_Source document_:
---

Monitor-Actuator Design Pattern. (Douglass 2002, Section 9.6)

The monitor must be implemented as an independent microcontroller that does an acceptance test (a computation to determine if the actuator’s outputs are safe) or other computation to ensure that the actuator is operating properly. The precise check on the actuator’s output used is application specific, and multiple such checks might be appropriate for a particular system. If the monitor detects that the actuator is not behaving in a safe manner, the monitor performs a fault mitigation function.

---

_Task statement_: Copy out the passage on the monitor-actuator design pattern word for word, heading included.

---

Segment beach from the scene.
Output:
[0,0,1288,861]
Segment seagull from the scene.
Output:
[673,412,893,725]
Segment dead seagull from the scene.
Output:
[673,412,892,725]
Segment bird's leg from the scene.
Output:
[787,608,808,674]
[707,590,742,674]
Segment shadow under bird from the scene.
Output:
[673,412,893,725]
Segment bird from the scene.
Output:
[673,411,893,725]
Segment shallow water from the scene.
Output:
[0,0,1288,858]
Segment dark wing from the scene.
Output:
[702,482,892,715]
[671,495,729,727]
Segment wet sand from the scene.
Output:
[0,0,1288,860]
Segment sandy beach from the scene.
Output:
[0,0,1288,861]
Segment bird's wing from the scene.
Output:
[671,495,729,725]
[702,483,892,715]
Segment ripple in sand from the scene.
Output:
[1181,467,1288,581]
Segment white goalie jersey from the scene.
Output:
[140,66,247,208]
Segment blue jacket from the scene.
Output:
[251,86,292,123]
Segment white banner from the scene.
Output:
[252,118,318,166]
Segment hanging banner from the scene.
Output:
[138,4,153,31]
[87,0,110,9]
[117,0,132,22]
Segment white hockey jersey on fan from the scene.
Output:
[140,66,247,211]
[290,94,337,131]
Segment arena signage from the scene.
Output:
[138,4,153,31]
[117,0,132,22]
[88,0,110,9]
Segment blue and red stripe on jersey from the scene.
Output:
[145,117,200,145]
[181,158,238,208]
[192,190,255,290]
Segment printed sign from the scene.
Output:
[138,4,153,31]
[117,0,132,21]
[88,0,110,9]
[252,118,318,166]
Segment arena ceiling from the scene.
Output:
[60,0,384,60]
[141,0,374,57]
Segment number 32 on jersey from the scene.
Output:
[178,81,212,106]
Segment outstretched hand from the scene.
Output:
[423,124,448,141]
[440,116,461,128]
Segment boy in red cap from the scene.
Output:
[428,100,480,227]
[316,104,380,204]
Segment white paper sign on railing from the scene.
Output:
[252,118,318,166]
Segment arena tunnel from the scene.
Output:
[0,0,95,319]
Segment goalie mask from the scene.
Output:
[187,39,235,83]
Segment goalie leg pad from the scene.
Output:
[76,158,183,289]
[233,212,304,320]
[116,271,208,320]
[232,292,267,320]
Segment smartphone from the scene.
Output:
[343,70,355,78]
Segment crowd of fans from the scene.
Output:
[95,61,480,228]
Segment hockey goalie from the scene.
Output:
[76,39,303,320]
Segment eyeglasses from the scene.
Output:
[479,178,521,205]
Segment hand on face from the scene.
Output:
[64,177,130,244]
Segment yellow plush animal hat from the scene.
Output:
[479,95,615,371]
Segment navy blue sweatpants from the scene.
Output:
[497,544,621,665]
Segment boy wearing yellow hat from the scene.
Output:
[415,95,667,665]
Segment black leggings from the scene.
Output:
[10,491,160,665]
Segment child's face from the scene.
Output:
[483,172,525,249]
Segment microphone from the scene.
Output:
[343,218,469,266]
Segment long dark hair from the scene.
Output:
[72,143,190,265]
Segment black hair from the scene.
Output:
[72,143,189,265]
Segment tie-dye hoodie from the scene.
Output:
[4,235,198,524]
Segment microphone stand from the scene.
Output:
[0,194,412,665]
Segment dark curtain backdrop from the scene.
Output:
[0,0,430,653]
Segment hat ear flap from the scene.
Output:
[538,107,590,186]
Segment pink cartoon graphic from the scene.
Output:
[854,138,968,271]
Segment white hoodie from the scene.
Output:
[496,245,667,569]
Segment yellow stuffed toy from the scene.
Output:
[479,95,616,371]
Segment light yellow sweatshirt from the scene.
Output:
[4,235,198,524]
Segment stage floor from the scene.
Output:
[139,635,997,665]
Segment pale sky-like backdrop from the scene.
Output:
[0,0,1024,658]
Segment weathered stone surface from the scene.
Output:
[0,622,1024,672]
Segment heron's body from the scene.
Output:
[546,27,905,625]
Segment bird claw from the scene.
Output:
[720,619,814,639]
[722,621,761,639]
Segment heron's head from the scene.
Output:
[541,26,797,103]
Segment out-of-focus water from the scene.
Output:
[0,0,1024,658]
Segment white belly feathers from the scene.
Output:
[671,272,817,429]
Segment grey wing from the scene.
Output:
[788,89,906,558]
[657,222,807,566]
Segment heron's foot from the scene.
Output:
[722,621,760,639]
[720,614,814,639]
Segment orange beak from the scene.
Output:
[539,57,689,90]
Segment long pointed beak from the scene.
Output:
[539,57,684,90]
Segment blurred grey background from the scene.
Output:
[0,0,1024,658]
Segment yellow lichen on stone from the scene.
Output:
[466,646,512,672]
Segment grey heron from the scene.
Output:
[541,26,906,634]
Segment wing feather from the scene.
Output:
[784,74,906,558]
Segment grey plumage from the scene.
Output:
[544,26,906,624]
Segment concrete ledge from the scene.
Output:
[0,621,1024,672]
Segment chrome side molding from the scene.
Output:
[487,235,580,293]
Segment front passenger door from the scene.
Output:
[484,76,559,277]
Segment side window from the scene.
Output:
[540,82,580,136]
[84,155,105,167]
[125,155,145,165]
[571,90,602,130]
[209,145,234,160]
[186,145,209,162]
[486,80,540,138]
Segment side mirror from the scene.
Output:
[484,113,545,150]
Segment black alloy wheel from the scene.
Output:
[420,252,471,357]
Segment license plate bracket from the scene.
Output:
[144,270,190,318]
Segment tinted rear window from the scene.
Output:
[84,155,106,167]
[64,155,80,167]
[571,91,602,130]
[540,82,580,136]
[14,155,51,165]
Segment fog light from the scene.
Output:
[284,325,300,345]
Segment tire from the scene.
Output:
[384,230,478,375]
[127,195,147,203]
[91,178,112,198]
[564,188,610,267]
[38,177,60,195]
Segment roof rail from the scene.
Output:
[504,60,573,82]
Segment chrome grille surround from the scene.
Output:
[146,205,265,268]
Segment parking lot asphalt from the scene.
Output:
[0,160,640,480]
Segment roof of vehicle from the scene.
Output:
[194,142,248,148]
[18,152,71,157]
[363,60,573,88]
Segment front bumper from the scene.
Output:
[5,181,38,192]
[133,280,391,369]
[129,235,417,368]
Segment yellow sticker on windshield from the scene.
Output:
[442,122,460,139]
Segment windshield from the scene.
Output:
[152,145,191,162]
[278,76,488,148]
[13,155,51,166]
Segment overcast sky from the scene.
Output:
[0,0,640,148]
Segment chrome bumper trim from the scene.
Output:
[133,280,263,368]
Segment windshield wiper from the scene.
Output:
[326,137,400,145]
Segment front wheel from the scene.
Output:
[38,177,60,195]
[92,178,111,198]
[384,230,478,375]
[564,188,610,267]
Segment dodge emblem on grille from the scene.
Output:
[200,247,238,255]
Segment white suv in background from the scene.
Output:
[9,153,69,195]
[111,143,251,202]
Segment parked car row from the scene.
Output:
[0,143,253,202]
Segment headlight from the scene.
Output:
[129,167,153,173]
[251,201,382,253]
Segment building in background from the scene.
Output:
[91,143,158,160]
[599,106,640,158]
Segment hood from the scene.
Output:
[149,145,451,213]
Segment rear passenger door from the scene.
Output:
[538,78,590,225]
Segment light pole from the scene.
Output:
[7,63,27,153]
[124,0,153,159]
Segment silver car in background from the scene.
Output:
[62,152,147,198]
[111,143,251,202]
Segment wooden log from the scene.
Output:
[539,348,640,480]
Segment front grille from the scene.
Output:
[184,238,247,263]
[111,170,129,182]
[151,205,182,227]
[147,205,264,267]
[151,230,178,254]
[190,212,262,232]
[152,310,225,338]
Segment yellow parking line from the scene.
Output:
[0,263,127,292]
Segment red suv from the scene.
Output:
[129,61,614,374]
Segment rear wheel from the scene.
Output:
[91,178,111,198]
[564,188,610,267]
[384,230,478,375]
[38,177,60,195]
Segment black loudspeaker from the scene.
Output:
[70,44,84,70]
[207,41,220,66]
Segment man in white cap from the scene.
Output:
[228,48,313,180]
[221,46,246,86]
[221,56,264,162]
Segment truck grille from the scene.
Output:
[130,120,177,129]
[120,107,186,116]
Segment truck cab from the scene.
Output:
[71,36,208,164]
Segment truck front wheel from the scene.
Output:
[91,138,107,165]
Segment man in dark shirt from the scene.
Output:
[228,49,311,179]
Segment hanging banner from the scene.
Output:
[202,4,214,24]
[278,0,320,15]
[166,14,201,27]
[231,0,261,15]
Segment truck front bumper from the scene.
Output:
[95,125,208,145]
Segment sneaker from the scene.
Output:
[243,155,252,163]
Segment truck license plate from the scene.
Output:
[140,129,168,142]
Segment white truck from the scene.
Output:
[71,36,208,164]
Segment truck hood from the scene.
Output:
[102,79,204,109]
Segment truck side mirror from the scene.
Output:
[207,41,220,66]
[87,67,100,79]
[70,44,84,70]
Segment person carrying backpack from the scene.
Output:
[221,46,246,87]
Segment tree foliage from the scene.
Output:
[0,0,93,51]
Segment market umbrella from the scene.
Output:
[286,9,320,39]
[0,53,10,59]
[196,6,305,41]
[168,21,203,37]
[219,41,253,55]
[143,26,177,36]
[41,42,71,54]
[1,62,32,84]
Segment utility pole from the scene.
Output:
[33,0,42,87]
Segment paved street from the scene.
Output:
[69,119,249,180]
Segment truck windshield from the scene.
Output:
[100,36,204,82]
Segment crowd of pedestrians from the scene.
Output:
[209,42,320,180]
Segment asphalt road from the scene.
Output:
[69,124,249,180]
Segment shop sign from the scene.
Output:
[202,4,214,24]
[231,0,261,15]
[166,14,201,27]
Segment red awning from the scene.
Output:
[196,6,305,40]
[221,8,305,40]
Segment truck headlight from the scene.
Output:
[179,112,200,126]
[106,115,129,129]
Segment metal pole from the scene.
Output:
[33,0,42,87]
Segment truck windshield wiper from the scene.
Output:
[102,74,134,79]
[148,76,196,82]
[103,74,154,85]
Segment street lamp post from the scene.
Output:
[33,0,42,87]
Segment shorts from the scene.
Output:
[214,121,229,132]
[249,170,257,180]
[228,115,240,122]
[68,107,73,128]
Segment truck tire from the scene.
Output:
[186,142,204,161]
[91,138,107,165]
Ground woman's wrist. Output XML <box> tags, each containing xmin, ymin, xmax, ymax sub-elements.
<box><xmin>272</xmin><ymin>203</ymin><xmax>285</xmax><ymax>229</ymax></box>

---

_Written answer_:
Monitor-Actuator Design Pattern. (Douglass 2002, Section 9.6)

The monitor must be implemented as an independent microcontroller that does an acceptance test (a computation to determine if the actuator’s outputs are safe) or other computation to ensure that the actuator is operating properly. The precise check on the actuator’s output used is application specific, and multiple such checks might be appropriate for a particular system. If the monitor detects that the actuator is not behaving in a safe manner, the monitor performs a fault mitigation function.